◆ EXTRACT PROVIDED:
....

This branch contains a patch for building an OpenWrt initramfs image for HPE 1920-16G (which seems to be identical to 1920-24G except that the first external PHY is missing). I had to remove the LED initialization in arch/mips/rtl838x/setup.c, as the system LED output is connected to a hardware watchdog (which causes a reset after about a second if the system LED is configured not to blink). The actual LED is controlled via LED_SW_CTRL on this device.
The resulting image still needs to be manually packaged into a image that the bootloader understands using the Python script. It is then possible to run it via FTP/TFTP from the bootloader (without flashing), by selecting 3 (Ethernet), and then 1 (Download to SDRAM and run) in the Extended BootWare menu (before doing it for the first time, the network parameters need to be configured using option 5 in the Ethernet submenu).
Now, the question is how to go from here to a proper image with persistent storage. On this device, most of the flash is occupied by a filesystem called "VFS", which stores both firmware images and configuration files. The bootloader can only boot from this filesystem (or as mentioned above by loading an image to RAM). Access to the u-boot shell is disabled in non-debug builds (and even if it was enabled it wouldn't help for actually installing OpenWrt, as there is no permanent u-boot environment). So far, I thought of a few different options:
Using the filesystem to store kernel and rootfs images looks like the obvious solution at a first glance. But it doesn't seem like it would be easy to do, as it would require kernel support as well as special handling for sysupgrade (and all that just for these devices), so I don't think this is a good idea.

....

◆ EXTRACTED RECORDS:
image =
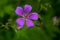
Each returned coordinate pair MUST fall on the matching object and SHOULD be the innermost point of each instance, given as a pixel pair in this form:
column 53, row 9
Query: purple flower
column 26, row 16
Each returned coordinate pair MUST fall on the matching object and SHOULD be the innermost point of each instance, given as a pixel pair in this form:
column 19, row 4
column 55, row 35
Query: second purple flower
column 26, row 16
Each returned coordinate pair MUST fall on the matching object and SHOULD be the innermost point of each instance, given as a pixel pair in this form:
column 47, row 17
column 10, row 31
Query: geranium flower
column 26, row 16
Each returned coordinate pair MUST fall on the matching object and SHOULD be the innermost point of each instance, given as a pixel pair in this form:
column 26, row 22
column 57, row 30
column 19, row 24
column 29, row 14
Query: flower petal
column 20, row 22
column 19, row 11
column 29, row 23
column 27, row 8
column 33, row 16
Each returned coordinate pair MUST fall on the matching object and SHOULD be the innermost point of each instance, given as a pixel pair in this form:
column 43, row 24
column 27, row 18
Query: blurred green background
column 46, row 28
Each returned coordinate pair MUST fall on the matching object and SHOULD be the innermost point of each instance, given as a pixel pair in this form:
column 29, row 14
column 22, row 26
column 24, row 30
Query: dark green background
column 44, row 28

....

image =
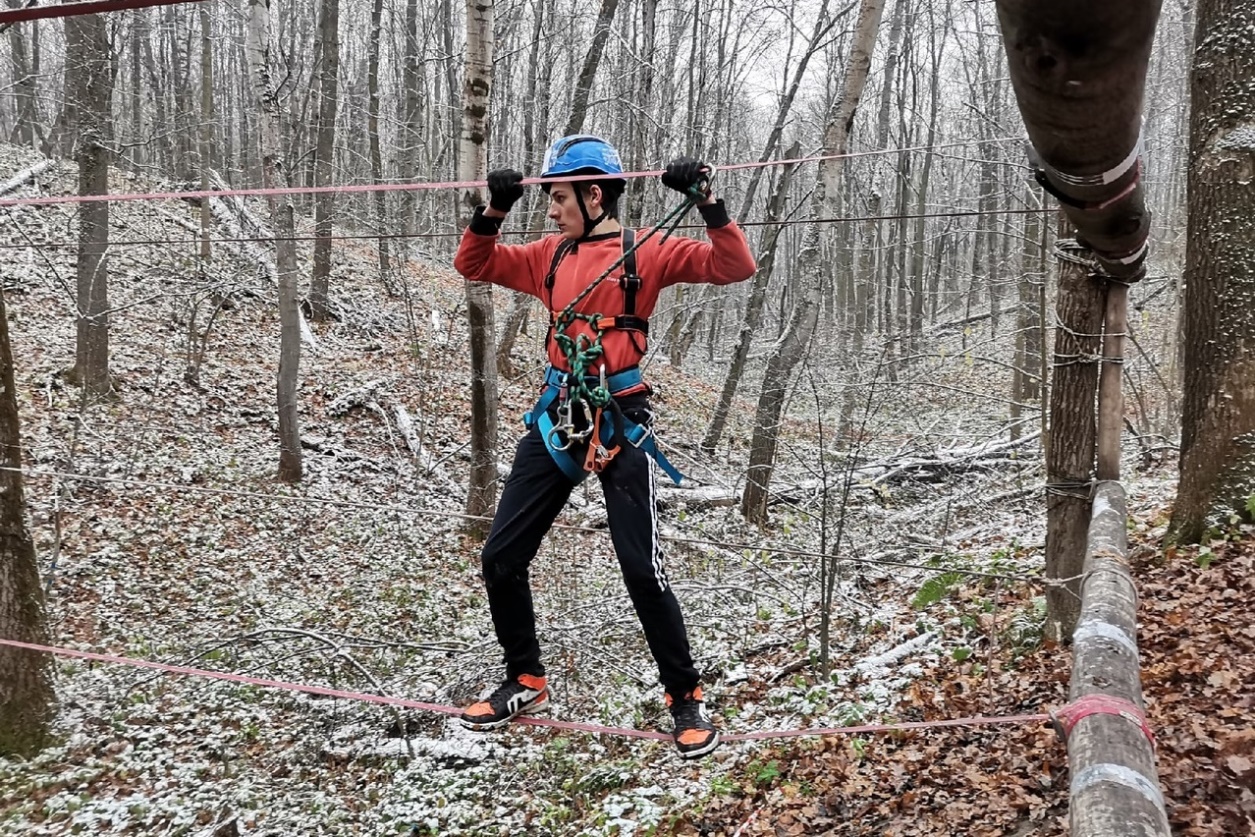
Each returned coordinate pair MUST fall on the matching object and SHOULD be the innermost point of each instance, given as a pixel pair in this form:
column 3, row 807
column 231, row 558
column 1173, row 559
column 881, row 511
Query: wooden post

....

◆ REQUESTS:
1. Find every line in the records that contains the string "Query", matching case exactly, and copy each such line.
2. Extend the OpenWrt text on the HPE 1920-16G switch past its final sentence.
The OpenWrt text and the records have no connection to each other.

◆ ANSWERS BELOW:
1.
Query: purple flower
Query: second purple flower
Query: geranium flower
Query: flower petal
Query: blurred green background
Query: dark green background
Query: wooden post

2.
Another possibility would be to replace the secondary bootloader (Extended BootWare) by a regular u-boot. As the primary bootloader (Basic BootWare) allows to reflash the secondary one via XMODEM this should be doable without risking to brick the device. Of course, that would still require building the actual bootloader. Doing this based on existing u-boot sources may be possible, but I guess the result would be unlikely to get merged into OpenWrt.
Depending on how the filesystem actually works, it may be possible to use a fixed partition layout where the kernel image is actually a full filesystem image including a firmware image. The idea being that after initial installation from a initramfs image the bootloader would just see a small filesystem containing the kernel image and the remaining part of the flash could be used by OpenWrt for rootfs (reverting to the original state should still be possible via the format option in the bootloader menu). This way, only the image builder would have to understand the filesystem. But I still have to check if the actual filesystem format allows to do this.
Not sure why you don't think option 2 is a possibility. There are other OpenWrt ports that replace the stock u-boot with a new u-boot. See many of the kirkwood devices.
I have a few of the HPE devices and might be able to help with testing. I have the 1910-24 (JG539A), 1910-8 (JG537A), 1920-16G (JG923A) and 1920-8G (JG922A).
This is some great work! Could you add this information on the wiki? I created a placeholder link/page a long time ago, but never got around to figuring out how this works: https://svanheule.net/switches/image_formats/start
@sumo For the record, I've repackaged the u-boot archive to hpe-1910-uboot.tar.gz, and am now hosting it on the wiki too.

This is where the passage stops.